_TANTANGAN_
(a) Sebutkan semua wacana yang menurut teks tentang perempuan petani perlu direbut oleh perempuan petani.
(b) Menurut teks tentang perempuan petani, pangan itu untuk apa dalam pendirian "kedaulatan pangan"?
(c) Teruskan teks tentang perempuan petani, mulai dari kalimat terakhirnya.

_TEKS BACAAN_

Dengan demikian sesungguhnya sangat strategis bagi perempuan petani untuk senantiasa merebut wacana seperti globalisasi dan perdagangan bebas, corporate farming, ataupun keamanan pangan dari perspektif perempuan petani yang lebih berpendirian “kedaulatan pangan” pangan untuk kehidupan dan bukan pangan untuk komoditi dan keuntungan belaka. Namun masalahnya, jangankan memberi “warna gender” dalam wacana dominan, bahkan saat ini masih ada indikasi kuat yang menunjukkan absennya “pertanyaan gender” dibanyak gerakan petani untuk mempertanyakan bagaimana globalisasi dan perdagangan bebas dibidang pangan akan berakibat negatif bagi petani perempuan.

_BARIS DATA_
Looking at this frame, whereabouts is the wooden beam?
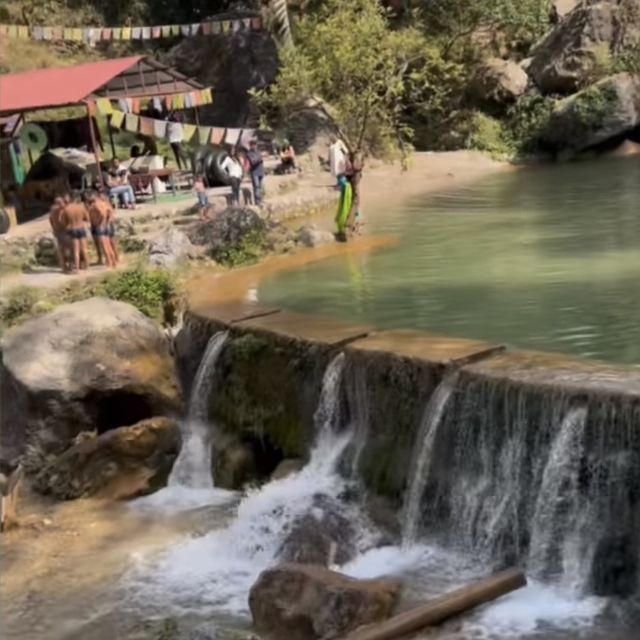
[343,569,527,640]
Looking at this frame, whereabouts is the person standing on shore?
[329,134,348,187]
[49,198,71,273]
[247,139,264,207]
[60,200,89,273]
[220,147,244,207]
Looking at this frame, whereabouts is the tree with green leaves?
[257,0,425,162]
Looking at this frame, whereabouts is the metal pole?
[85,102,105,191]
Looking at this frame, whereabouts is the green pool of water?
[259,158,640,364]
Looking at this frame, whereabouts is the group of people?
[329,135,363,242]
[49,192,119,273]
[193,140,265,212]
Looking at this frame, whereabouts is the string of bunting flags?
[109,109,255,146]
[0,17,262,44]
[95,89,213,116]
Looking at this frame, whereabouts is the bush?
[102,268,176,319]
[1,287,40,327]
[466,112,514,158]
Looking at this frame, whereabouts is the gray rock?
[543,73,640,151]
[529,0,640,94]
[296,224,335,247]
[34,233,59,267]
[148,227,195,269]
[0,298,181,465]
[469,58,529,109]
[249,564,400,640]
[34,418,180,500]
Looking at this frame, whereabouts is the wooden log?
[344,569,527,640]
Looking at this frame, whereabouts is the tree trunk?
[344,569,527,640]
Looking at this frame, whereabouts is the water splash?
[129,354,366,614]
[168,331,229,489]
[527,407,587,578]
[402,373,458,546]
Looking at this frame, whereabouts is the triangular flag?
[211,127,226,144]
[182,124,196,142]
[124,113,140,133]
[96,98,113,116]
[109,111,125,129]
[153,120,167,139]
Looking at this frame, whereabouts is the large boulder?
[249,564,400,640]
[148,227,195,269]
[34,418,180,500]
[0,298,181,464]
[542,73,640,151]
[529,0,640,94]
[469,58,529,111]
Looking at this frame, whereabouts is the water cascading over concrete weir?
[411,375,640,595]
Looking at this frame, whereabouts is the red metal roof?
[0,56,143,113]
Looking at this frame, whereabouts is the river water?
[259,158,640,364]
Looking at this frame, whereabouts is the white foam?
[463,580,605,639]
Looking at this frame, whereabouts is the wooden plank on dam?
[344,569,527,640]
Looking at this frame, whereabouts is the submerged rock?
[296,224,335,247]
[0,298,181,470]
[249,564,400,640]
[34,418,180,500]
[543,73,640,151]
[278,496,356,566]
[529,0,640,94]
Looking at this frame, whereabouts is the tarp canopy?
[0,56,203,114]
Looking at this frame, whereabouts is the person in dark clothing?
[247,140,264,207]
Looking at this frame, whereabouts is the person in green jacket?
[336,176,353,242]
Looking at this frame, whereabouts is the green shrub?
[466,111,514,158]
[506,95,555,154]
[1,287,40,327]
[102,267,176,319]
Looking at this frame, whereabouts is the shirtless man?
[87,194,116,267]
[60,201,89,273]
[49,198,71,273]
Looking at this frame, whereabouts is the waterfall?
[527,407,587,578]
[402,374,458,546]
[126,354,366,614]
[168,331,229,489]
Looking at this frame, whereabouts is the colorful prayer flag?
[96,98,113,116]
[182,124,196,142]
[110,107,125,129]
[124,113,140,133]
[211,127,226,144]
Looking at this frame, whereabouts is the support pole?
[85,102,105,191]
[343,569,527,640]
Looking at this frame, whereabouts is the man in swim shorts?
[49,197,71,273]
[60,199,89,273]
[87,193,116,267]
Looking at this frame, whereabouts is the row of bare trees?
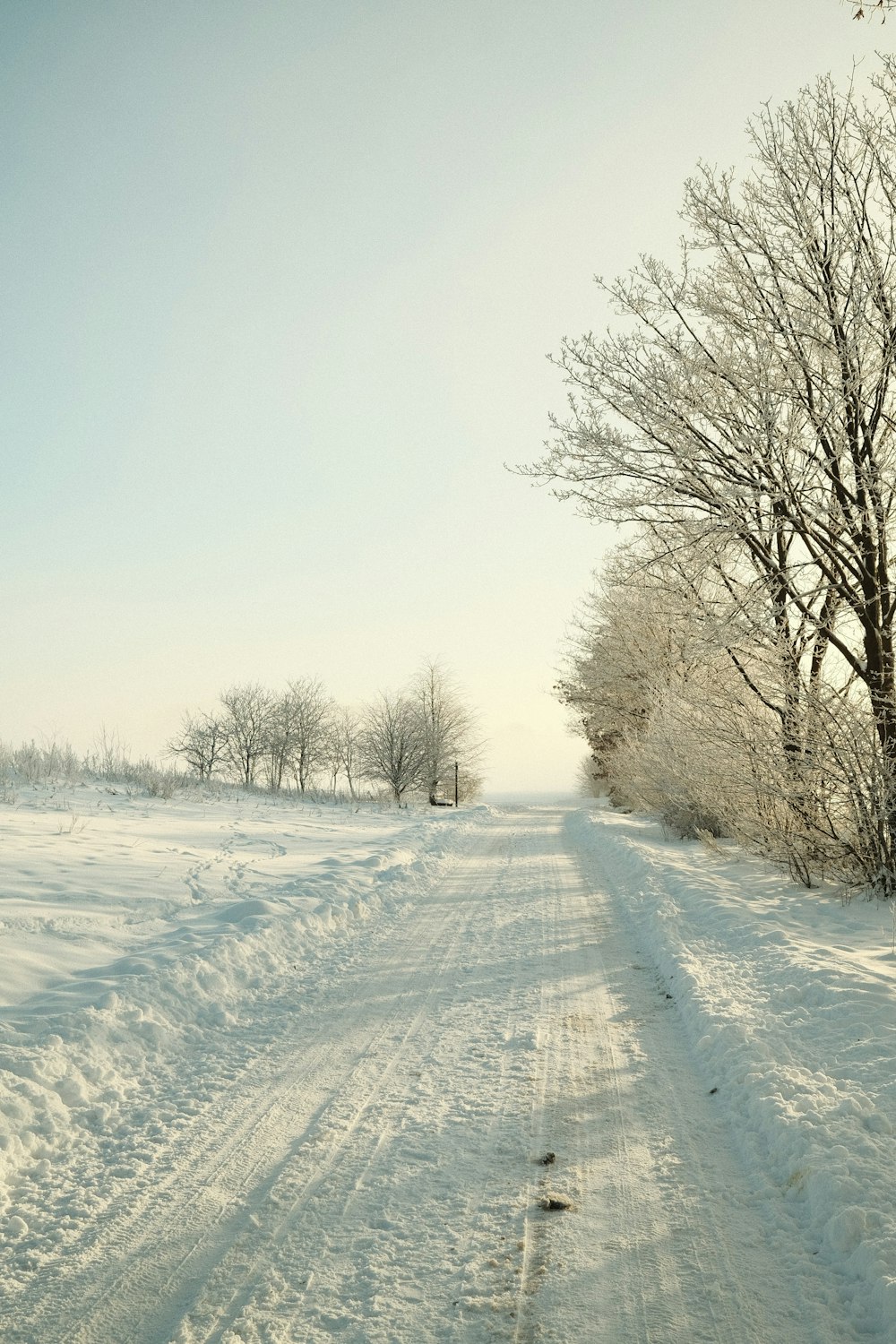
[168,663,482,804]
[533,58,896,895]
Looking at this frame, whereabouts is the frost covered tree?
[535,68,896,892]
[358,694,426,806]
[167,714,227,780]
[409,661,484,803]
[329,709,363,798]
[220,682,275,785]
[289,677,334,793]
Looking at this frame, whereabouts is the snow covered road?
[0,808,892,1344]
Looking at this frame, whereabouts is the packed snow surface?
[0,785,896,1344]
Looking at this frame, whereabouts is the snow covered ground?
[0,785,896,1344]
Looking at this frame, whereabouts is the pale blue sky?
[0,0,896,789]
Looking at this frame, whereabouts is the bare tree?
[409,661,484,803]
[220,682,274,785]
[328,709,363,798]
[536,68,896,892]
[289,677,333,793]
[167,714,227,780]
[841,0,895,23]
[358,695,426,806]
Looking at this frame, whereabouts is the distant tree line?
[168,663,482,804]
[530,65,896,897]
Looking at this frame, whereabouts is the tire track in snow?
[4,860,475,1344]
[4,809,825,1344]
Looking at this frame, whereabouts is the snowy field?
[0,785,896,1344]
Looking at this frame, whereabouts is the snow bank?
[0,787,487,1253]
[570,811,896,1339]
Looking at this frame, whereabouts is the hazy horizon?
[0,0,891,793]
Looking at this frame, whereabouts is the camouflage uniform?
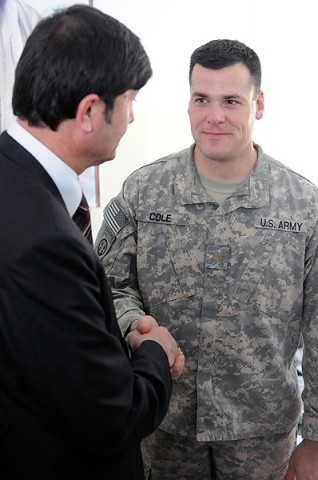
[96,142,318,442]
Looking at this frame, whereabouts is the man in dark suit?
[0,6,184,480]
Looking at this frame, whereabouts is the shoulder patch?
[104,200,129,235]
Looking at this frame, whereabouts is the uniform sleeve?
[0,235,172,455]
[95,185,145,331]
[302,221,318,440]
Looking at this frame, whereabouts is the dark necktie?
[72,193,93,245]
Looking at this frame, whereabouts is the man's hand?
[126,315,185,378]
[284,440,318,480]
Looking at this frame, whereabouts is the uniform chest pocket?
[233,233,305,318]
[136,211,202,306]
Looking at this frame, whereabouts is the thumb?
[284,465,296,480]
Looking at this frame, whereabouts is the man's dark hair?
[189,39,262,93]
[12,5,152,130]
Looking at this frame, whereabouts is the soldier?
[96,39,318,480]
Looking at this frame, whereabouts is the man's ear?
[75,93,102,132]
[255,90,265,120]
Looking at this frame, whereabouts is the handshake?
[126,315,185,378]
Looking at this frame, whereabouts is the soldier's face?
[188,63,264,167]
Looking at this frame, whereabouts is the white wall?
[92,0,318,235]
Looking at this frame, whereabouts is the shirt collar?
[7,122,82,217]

==

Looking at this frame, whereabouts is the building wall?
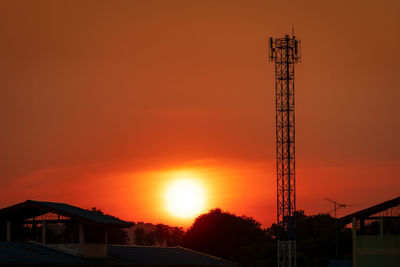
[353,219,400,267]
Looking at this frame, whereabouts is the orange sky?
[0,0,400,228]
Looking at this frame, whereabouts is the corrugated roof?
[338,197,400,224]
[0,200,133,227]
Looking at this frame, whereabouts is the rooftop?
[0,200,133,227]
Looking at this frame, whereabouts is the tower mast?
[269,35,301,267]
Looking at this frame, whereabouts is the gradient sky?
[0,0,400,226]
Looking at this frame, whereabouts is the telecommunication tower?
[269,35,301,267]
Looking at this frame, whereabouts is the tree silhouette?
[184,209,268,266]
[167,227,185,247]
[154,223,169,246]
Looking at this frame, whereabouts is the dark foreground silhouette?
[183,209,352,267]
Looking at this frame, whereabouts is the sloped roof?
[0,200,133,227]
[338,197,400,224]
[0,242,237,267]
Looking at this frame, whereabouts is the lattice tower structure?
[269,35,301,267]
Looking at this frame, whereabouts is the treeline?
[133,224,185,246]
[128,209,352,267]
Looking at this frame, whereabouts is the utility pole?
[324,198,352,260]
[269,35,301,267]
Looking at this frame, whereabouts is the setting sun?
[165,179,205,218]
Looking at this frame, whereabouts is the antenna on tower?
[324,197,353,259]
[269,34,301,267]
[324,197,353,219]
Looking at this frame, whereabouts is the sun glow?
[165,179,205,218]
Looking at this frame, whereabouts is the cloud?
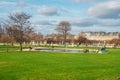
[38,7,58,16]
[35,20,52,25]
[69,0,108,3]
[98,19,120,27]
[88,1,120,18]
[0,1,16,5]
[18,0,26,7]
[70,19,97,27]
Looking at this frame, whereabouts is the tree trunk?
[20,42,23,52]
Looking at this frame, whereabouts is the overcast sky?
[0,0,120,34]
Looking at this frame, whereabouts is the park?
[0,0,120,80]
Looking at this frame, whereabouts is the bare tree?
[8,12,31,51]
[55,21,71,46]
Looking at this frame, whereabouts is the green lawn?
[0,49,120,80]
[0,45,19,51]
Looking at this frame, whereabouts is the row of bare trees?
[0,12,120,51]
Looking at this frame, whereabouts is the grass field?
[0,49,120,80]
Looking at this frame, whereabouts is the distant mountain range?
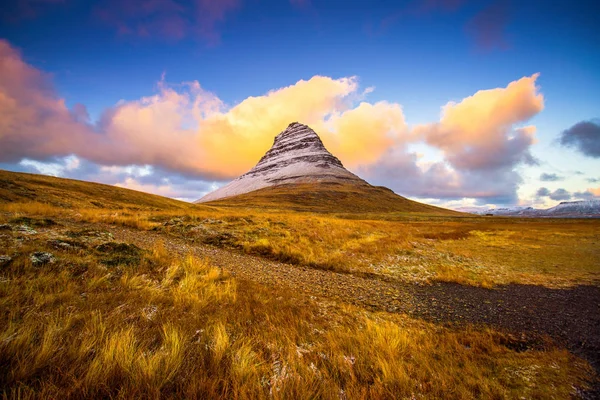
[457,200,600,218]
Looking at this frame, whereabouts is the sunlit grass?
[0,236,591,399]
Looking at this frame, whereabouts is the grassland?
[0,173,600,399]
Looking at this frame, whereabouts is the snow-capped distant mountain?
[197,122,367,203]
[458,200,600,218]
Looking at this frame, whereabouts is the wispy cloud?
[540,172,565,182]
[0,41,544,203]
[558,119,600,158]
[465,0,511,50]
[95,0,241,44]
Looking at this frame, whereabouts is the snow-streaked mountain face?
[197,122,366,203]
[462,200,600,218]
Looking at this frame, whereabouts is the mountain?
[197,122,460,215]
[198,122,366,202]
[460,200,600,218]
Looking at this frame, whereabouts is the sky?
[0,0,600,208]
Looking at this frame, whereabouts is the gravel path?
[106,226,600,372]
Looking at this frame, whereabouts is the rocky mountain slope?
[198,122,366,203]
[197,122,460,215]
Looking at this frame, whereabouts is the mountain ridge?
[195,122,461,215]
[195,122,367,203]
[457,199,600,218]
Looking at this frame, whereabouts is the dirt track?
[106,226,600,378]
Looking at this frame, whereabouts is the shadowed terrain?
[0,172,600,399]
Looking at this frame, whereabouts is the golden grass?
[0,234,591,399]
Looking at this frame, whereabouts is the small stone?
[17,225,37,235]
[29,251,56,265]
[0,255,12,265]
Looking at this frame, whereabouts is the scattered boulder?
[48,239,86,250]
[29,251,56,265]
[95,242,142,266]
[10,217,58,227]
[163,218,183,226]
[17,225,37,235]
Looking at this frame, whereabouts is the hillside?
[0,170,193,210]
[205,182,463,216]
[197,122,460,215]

_JAWABAN LATIHAN_
(a)
- globalisasi dan perdagangan bebas
- corporate farming
- keamanan pangan

(b) Untuk kehidupan, bukan untuk komoditi dan keuntungan belaka.

(c)
Dalam praktiknya, usaha menegakkan kembali pasar bebas dilakukan dengan jalan mengatur negara dan pemerintah untuk ikut campur dalam urusan perburuhan, investasi, penetapan harga, serta memberikan ruang gerak seluas-luasnya bagi aktor ekonomi, seperti kaum industrialis untuk mengatur diri sendiri dan menyediakan kawasan pertumbuhan, seperti NAFTA, AFTA SIJORI, BIMPEAGA dan lain sebagainya. Sebaliknya, negara dan pemerintah harus menghentikan semua bentuk “subsidi” kepada rakyat karena subsidi selain dianggap bertentangan dengan prinsip pasar bebas dan kompetisi bebas, juga bertentangan dengan prinsip “singkirkan campur tangan negara dan pemerintah” dibidang ekonomi. Oleh karena itu pemerintah saat ini tengah melakukan privatisasi semua perusahaan negara, seperti listrik, telpon, rumah sakit, televisi, radio, universitas, dan lain sebagainya. Alasan privatisasi BUMN tersebut lebih dikarenakan keyakinan para pendukung paham pasar bebas seperti IMF, Bank Dunia, perusahaan transnasional dan multinasional, bahwa perusahaan negara dianggap sebagai usaha terselubung untuk melaksanakan subsidi negara kepada rakyat, dan kalau begitu menghambat pasar dan persaingan bebas.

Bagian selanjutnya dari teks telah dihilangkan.